[WHAT THE EXERCISE ASKS] Edit the passage below on AI at the 2026 World Cup: reproduce it starting at the words "Patrick Lucey, chief" and ending after "entertainment with it.", with "Stats Perform" replaced by "the analytics firm" throughout.

[PASSAGE]

####################

Wired magazine published an article titled "World Cup Teams Are in a Race for AI Dominance," describing how nations are rushing to use AI to gain competitive advantages. The article notes that the 2026 World Cup has become the largest AI technology trial in football history.
FIFA, as the organizer of the 2026 World Cup, plans to collect up to 150 million data points per match, including embedding IMU (Inertial Measurement Unit) sensors inside the football to record its movement 500 times per second for detailed ball trajectory tracking.
Patrick Lucey, chief scientist at Stats Perform, a data and AI company behind the global football ecosystem, stated that football has more possible patterns than the number of atoms in the universe.
Data from Stats Perform is used across nearly every aspect of the sport—from scouting players and setting multi-million-pound transfer values to tactical planning, lineup selection, corner kick and free-kick designs. Players also use this data in contract negotiations, while broadcasters enhance viewer entertainment with it.

####################

[SUPPLIED RECORDS]

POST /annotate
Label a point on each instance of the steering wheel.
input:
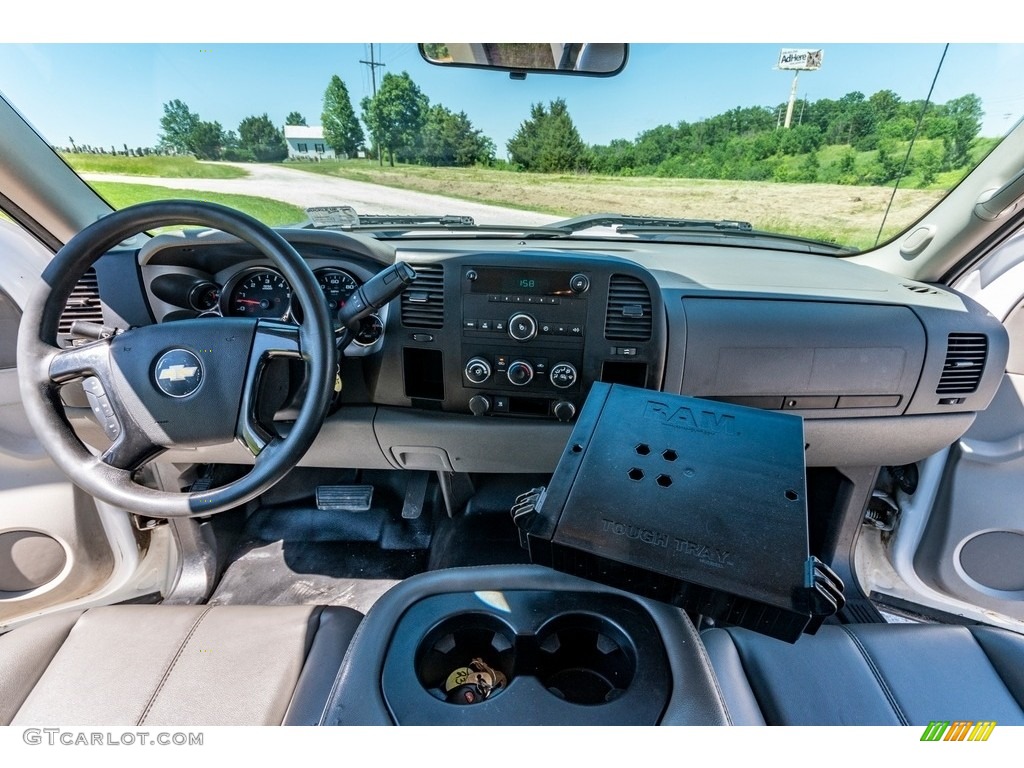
(181, 384)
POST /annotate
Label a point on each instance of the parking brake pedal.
(344, 498)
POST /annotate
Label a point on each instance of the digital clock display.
(521, 283)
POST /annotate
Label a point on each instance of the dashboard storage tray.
(696, 503)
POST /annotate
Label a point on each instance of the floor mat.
(314, 572)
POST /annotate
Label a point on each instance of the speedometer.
(337, 286)
(260, 293)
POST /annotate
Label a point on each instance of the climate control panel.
(524, 333)
(499, 370)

####################

[EXPECTED ANSWER]
Patrick Lucey, chief scientist at the analytics firm, a data and AI company behind the global football ecosystem, stated that football has more possible patterns than the number of atoms in the universe.
Data from the analytics firm is used across nearly every aspect of the sport—from scouting players and setting multi-million-pound transfer values to tactical planning, lineup selection, corner kick and free-kick designs. Players also use this data in contract negotiations, while broadcasters enhance viewer entertainment with it.